* _Görevler_:
1. Andreas Beck röportajında soru işaretiyle biten bütün cümleleri metindeki sırasıyla yazın.
2. Lütfen Andreas Beck röportajını son cevaptan sonrasıyla sürdürün.

Türkiye'de iz bırakan futbolcuları ağırladığımız serimizin ilk bölümünde Beşiktaş'ın siyah beyazlı formayla iki kez şampiyonluk yaşayan Andreas Beck'i konuk ettik. İstanbul'u, Beşiktaş'ı, taraftarı unutumadığını söyleyen Beck, Süper Lig'de kendisini en çok zorlayan oyunculardan da bahsetti. İşte o keyifli röportajın tamamı...
Andreas merhaba hoş geldin, davetimi kabul ettiğin için teşekkür ederim. Seni burada ağırlamak benim için bir onur. Nasılsın? Neler yapıyorsun? Belçika'da lig nasıl gidiyor senin için?
Çok teşekkür ederim, Benim için de seninle konuşmak her zaman bir onur. Çok iyiyim, antrenmandan yeni çıktım. Şu an milli takım arasındayız ve önümüzdeki hafta sonu Antwerp maçımız var. Yoğun bir tempo ve mücadelenin içinde olduğumuzu söyleyebilirim.
Peki bu temponun içinde kendini rahat hissediyor musun? Nasıl hissediyorsun?
Çok iyi hissediyorum çünkü çok güzel başlangıçlar yaptık. Altı maç oynadık ve şu an ikinci sıradayız. Birçok insan bu duruma şaşırdı ama bizim oldukça iyi bir ekibimiz var ve iyi oynuyoruz ama tabii ki önemli olan bu istikrarda devam edebilmek.

* _Veri seti içeriği_:
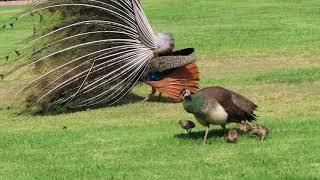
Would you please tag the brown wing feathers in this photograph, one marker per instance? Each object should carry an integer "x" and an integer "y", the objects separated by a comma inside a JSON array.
[{"x": 184, "y": 77}]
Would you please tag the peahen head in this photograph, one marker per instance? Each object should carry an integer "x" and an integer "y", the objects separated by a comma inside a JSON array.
[{"x": 165, "y": 43}]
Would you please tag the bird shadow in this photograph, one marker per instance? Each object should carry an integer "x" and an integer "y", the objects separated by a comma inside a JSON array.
[
  {"x": 130, "y": 98},
  {"x": 200, "y": 134}
]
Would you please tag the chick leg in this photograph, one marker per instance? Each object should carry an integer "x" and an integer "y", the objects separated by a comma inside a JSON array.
[
  {"x": 150, "y": 95},
  {"x": 206, "y": 134},
  {"x": 159, "y": 97}
]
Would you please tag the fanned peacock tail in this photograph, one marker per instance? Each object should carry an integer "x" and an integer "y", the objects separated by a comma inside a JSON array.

* _Yanıtlar_:
1.
1. Nasılsın?
2. Neler yapıyorsun?
3. Belçika'da lig nasıl gidiyor senin için?
4. Peki bu temponun içinde kendini rahat hissediyor musun?
5. Nasıl hissediyorsun?

2.
Eski bir Beşiktaş oyuncusu olarak bize biraz o günlerinden bahsedebilir misin? Burada iki sene yaşadın, bu senin için nasıl bir tecrübe oldu?
Benim için çok iyi ve rekabet dolu bir tecrübeydi. Bireysel olarak değerlendirdiğimde ise, ailemin de İstanbul'da çok güzel zamanlar geçirdiğini söyleyebilirim zaten kızım da orada doğdu. Beşiktaş ailesi ile de Türkler ile de çok güzel anılarım olduğunu söyleyebilirim. Beşiktaş'ta oynadığım dönemde iki kere şampiyonluk elde ettik ve hem Türkiye liginde hem de Avrupa'da harika oyunlar ortaya koyduk. Totalde baktığımda hem benim için hem de ailem için tam anlamıyla muhteşem bir tecrübeydi.
Türkiye'de olmayı, İstanbul'u ve Beşiktaş'ı özlüyor nusun?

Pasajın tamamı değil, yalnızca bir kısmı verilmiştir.